▶ DIRECTIVE: What follows is a set of records, each of which is to be written out exactly.
--- begin DATASET CONTENT ---
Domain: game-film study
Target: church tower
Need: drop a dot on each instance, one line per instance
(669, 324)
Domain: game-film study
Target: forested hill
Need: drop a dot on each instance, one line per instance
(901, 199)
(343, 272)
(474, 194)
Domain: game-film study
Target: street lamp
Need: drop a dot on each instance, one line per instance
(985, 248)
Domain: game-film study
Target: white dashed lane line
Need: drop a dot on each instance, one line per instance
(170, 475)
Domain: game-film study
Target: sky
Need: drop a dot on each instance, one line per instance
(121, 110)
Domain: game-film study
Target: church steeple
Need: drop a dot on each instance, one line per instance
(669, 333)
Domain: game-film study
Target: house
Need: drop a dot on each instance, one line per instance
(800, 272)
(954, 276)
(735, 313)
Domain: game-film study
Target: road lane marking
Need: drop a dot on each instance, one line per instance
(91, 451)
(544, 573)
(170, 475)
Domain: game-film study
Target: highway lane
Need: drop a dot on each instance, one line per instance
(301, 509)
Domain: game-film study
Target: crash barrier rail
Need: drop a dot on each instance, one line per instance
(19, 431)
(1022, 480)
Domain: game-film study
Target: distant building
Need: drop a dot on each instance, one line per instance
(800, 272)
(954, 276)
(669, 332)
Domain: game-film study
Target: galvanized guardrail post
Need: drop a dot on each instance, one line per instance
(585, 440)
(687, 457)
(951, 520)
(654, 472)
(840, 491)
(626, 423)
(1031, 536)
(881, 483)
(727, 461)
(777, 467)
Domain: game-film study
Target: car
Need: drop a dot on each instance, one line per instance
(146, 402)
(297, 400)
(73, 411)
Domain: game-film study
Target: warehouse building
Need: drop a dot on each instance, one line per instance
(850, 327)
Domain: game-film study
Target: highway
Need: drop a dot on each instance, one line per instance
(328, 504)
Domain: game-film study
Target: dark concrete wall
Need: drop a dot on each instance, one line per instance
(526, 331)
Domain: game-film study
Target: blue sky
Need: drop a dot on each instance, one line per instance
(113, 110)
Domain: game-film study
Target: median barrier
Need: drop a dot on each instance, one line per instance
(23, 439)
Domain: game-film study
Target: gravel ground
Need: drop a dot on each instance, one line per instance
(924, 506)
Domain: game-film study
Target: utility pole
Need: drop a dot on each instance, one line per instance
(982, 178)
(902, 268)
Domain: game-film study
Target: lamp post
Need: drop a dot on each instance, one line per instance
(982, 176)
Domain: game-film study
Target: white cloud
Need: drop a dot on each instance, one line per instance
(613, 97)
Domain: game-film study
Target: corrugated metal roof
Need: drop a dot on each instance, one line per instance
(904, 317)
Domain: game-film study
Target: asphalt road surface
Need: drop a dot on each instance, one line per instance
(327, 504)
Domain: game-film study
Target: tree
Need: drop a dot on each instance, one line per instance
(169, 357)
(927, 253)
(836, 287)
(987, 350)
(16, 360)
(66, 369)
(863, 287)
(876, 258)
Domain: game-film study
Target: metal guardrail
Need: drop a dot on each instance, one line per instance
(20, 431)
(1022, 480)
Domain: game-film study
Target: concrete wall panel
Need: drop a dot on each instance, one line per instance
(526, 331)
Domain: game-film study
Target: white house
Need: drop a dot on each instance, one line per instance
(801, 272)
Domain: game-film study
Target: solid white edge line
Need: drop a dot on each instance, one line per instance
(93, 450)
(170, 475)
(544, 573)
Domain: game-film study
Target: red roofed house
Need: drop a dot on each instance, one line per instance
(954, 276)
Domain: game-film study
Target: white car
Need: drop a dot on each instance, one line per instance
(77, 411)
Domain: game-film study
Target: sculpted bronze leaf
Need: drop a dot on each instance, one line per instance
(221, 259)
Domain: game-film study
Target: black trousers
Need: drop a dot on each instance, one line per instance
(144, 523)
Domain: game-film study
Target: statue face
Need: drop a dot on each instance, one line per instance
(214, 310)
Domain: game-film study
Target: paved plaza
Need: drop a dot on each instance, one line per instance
--- end DATASET CONTENT ---
▶ ANSWER FOR THIS EXERCISE:
Domain: game-film study
Target: church tower
Need: drop a dot on each instance, one line per instance
(669, 324)
Domain: game-film study
Target: forested hill
Need: drop a dot on each instance, one line per instance
(901, 199)
(343, 272)
(474, 194)
Domain: game-film study
Target: street lamp
Need: drop a dot on each instance, one line per instance
(985, 248)
Domain: game-film study
Target: white dashed lane line
Need: drop a dot on each instance, one line per instance
(170, 475)
Domain: game-film study
Target: sky
Need: drop a dot on each instance, one line per instance
(121, 110)
Domain: game-film study
Target: church steeple
Need: drop a dot on each instance, one line per instance
(669, 333)
Domain: game-film study
Target: house
Need: drop a dot on each instance, one line per instance
(800, 272)
(954, 276)
(735, 313)
Domain: game-film study
Target: road lane marking
Need: drop a dot on each instance, one line per instance
(91, 451)
(544, 573)
(170, 475)
Domain: game-film study
Target: highway lane
Need: drop a dot on each instance, one line per instance
(301, 509)
Domain: game-film study
Target: crash barrier rail
Need: drop a dot on each instance, one line per instance
(19, 431)
(1022, 480)
Domain: game-film study
Target: distant building
Need: drop a dot on each instance, one line per instance
(800, 272)
(954, 276)
(669, 332)
Domain: game-film study
Target: galvanized guardrail post
Need: drop a dot on each instance, one line per instance
(585, 440)
(687, 457)
(951, 520)
(654, 472)
(840, 491)
(626, 423)
(1031, 536)
(881, 483)
(727, 461)
(777, 467)
Domain: game-film study
Target: car
Need: drop a dot on each instance, one line per instance
(146, 402)
(297, 400)
(73, 411)
Domain: game-film study
Target: warehouse building
Need: drop a dot on each instance, one line per instance
(850, 327)
Domain: game-film study
Target: highway
Need: drop a dot on each instance, one line per instance
(328, 504)
Domain: game-film study
Target: dark concrete wall
Need: drop a dot on each instance, one line per instance
(526, 331)
Domain: game-film study
Target: blue sky
Need: drop a dot on each instance, one line per instance
(113, 110)
Domain: game-film study
Target: median barrier
Need: drop a dot on each instance, one line per instance
(23, 439)
Domain: game-film study
Target: gravel ground
Need: drop a dot on each instance, one line per instance
(924, 506)
Domain: game-film study
Target: utility pole
Need: drop a dot on each instance, one line per instance
(982, 178)
(902, 268)
Domain: game-film study
Target: lamp post
Need: drop a dot on each instance, one line per instance
(982, 176)
Domain: game-film study
Target: white cloud
Need: drop a dot on each instance, one line per instance
(613, 97)
Domain: game-film study
Target: corrugated metal roof
Need: drop a dot on each instance, one line per instance
(904, 317)
Domain: game-film study
Target: asphalt road surface
Need: drop a dot on each instance, one line per instance
(327, 504)
Domain: game-film study
Target: tree
Need: drop a dot on each instance, one line per instance
(169, 357)
(927, 253)
(836, 287)
(987, 350)
(16, 360)
(66, 369)
(863, 287)
(876, 258)
Domain: game-film study
Target: metal guardrail
Need: drop a dot on each instance, one line per instance
(20, 431)
(1022, 480)
Domain: game-film study
Target: concrete wall panel
Need: drop a dot on each instance, one line per instance
(526, 331)
Domain: game-film study
Target: white house
Need: drop a dot on each instance, one line per instance
(801, 272)
Domain: game-film study
Target: solid white edge line
Need: drop a dot on each instance, one line per instance
(93, 450)
(170, 475)
(544, 573)
Domain: game-film study
Target: red roofed house
Need: drop a dot on each instance, one line per instance
(954, 276)
Domain: game-film study
Target: white car
Need: drop a dot on each instance, one line per instance
(77, 411)
Domain: game-film study
Target: sculpted bronze leaf
Need: drop a dot on each instance, one line per instance
(221, 259)
Domain: game-film study
Target: black trousers
Need: drop a dot on each instance, one line per instance
(144, 523)
Domain: game-film study
Target: statue face
Need: drop a dot on each instance, one line per instance
(214, 310)
Domain: game-film study
Target: paved plaza
Need: drop a dot on each instance, one line per instance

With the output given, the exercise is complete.